-- start DATASET RECORDS --

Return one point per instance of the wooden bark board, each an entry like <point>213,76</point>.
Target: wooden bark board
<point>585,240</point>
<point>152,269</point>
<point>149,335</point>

-- end DATASET RECORDS --

▸ GIVEN PROBLEM
Write out every line of the material again, including the requests. Multiply each point coordinate in the answers by 1.05 and round it to a whole number, rounding halves up. Leave all numbers in the requests unchanged.

▸ RESPONSE TO THIS TASK
Return one point per instance of the wooden bark board, each an entry like <point>213,76</point>.
Target: wooden bark board
<point>614,252</point>
<point>160,282</point>
<point>156,352</point>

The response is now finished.